=== TASK ITEM ===
Please reproduce the entries below exactly from the line with "If you would be willing to tag the rolled" through their last line, leaving out any pictures.

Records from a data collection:
────────────────────────────────────────
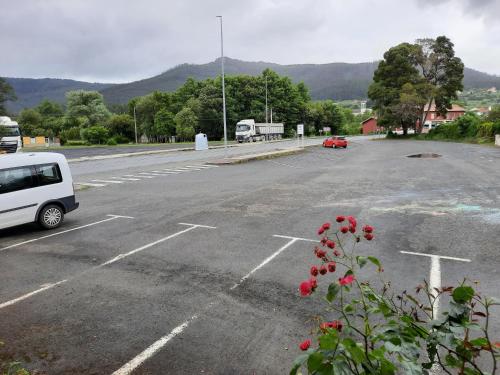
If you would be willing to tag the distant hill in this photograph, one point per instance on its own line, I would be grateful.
(31, 91)
(338, 81)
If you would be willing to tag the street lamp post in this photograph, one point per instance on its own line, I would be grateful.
(223, 85)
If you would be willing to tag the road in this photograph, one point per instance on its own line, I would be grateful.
(190, 278)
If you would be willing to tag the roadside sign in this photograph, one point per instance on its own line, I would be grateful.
(300, 129)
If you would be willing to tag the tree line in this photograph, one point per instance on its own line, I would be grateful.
(194, 107)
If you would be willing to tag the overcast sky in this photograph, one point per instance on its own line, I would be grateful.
(122, 40)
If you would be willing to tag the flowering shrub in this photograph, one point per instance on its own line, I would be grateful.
(375, 331)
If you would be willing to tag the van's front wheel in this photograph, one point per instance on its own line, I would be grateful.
(51, 216)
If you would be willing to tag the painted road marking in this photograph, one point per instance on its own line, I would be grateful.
(435, 273)
(108, 181)
(137, 361)
(127, 178)
(153, 349)
(131, 175)
(111, 261)
(272, 256)
(90, 184)
(111, 217)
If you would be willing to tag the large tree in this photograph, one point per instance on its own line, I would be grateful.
(6, 93)
(442, 71)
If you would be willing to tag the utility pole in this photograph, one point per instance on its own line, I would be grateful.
(135, 126)
(223, 85)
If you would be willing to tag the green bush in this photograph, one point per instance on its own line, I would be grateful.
(485, 130)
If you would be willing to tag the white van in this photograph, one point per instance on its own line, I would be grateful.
(35, 187)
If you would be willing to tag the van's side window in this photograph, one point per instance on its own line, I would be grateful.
(14, 179)
(48, 174)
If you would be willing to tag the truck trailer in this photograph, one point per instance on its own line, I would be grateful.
(250, 131)
(10, 136)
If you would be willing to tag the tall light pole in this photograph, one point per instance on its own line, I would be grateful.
(223, 85)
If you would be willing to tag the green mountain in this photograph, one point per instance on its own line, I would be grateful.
(31, 91)
(338, 81)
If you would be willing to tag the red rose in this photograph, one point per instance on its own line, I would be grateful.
(332, 266)
(346, 280)
(305, 288)
(320, 253)
(368, 229)
(369, 236)
(313, 282)
(304, 345)
(314, 271)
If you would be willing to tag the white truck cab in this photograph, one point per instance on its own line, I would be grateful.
(35, 187)
(10, 136)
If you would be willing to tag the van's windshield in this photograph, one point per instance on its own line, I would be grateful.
(242, 128)
(9, 131)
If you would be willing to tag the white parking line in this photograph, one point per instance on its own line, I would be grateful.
(108, 181)
(127, 178)
(435, 273)
(111, 261)
(90, 184)
(131, 175)
(153, 349)
(130, 366)
(111, 217)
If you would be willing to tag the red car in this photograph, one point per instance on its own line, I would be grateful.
(335, 142)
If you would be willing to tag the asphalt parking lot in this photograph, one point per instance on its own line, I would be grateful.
(196, 271)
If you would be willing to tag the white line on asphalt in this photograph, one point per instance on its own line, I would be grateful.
(153, 349)
(435, 274)
(90, 184)
(19, 299)
(297, 238)
(112, 217)
(113, 260)
(127, 178)
(131, 175)
(108, 181)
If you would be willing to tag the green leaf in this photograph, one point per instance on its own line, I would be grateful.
(297, 363)
(481, 341)
(375, 261)
(361, 261)
(333, 290)
(328, 341)
(314, 362)
(463, 294)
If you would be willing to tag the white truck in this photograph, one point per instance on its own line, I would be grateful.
(250, 131)
(10, 136)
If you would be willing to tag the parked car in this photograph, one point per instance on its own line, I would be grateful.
(335, 142)
(35, 187)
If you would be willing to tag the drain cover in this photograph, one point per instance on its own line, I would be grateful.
(426, 155)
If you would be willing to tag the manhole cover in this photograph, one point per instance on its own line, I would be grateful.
(426, 155)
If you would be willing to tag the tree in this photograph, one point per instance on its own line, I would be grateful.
(398, 68)
(185, 123)
(122, 126)
(6, 93)
(86, 107)
(164, 124)
(442, 71)
(95, 134)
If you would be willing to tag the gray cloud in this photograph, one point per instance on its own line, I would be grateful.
(118, 41)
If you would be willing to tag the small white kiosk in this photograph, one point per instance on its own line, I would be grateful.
(201, 142)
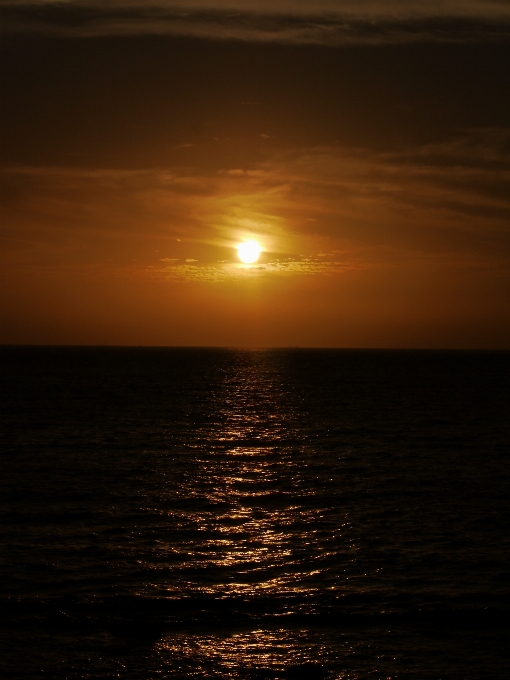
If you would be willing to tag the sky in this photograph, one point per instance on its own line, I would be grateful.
(364, 145)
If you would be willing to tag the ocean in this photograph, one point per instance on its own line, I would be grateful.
(271, 514)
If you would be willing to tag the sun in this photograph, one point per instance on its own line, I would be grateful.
(249, 251)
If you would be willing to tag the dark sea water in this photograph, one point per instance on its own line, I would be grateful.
(222, 513)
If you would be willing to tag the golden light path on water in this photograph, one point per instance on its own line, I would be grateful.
(254, 533)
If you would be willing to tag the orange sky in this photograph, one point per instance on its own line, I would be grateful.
(368, 154)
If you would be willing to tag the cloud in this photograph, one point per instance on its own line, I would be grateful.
(325, 22)
(316, 211)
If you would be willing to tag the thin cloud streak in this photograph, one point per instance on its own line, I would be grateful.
(322, 23)
(316, 211)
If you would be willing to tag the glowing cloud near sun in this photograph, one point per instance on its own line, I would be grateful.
(249, 251)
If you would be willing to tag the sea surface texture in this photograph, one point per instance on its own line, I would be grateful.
(269, 514)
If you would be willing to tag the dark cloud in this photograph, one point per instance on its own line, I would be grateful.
(327, 23)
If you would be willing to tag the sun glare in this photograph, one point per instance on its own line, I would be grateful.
(249, 251)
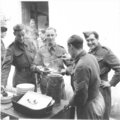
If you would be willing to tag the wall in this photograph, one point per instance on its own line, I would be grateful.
(75, 16)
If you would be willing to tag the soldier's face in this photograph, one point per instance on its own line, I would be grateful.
(71, 50)
(3, 34)
(50, 36)
(20, 36)
(92, 42)
(42, 35)
(32, 24)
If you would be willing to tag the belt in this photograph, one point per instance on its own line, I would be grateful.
(23, 69)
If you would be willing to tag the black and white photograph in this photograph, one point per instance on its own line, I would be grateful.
(60, 59)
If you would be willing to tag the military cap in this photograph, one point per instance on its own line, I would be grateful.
(88, 33)
(18, 27)
(3, 29)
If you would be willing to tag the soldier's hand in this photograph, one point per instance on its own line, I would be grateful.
(66, 107)
(38, 68)
(65, 57)
(63, 71)
(105, 84)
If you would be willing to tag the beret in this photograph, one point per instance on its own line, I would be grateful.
(3, 29)
(18, 27)
(88, 33)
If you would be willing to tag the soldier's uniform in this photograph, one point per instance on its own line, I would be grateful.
(2, 51)
(107, 61)
(20, 56)
(85, 82)
(51, 55)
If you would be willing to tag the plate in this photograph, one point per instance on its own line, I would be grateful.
(35, 100)
(6, 99)
(46, 70)
(25, 86)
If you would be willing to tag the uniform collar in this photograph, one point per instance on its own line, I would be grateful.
(52, 47)
(80, 55)
(96, 49)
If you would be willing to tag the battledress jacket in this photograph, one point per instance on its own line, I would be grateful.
(85, 82)
(20, 56)
(107, 61)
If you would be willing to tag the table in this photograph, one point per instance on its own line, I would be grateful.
(57, 112)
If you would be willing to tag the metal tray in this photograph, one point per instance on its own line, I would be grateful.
(29, 112)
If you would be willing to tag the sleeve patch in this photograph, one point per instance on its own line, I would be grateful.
(8, 58)
(79, 86)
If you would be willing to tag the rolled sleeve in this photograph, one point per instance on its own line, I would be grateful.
(36, 62)
(6, 66)
(81, 83)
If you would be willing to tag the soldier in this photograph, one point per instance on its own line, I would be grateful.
(19, 55)
(41, 38)
(49, 53)
(3, 34)
(107, 61)
(85, 80)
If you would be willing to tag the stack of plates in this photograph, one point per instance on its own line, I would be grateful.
(24, 87)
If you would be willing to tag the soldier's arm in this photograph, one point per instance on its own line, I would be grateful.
(36, 62)
(113, 62)
(6, 66)
(67, 62)
(81, 87)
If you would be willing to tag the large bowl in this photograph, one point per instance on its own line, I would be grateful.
(33, 113)
(6, 99)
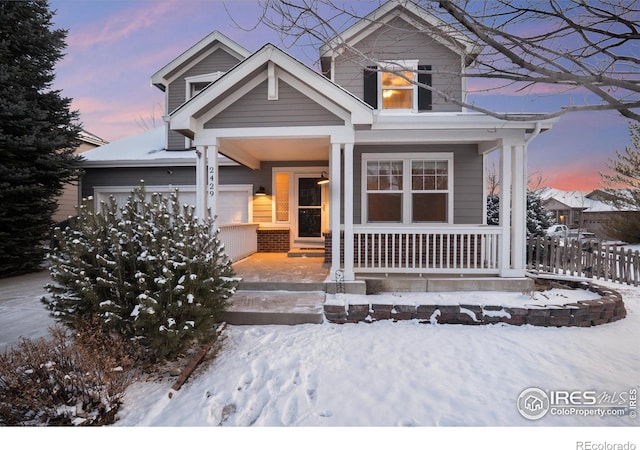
────────────────────────────────────────
=== EXPECTED ANSWER ===
If you would be willing to tag the rolled sleeve in this photograph, one point per instance on its own line, I would be grateful.
(36, 62)
(6, 66)
(81, 83)
If you would be willing to tag the soldier in this photograph, one point per instance on its own line, I would be grateful.
(19, 55)
(41, 38)
(49, 53)
(3, 34)
(107, 61)
(85, 80)
If you would be willing to tag the stack of plates in this photograph, one point per instance on its own line, I would be grateful.
(24, 87)
If you would be willing to tag the soldier's arm in this photograph, one point per instance on its own line, I would be grateful.
(36, 62)
(113, 62)
(6, 66)
(67, 62)
(81, 87)
If you would be willing to tag the large bowl in this photograph, one point per instance on its own line, I would be grateful.
(33, 113)
(6, 99)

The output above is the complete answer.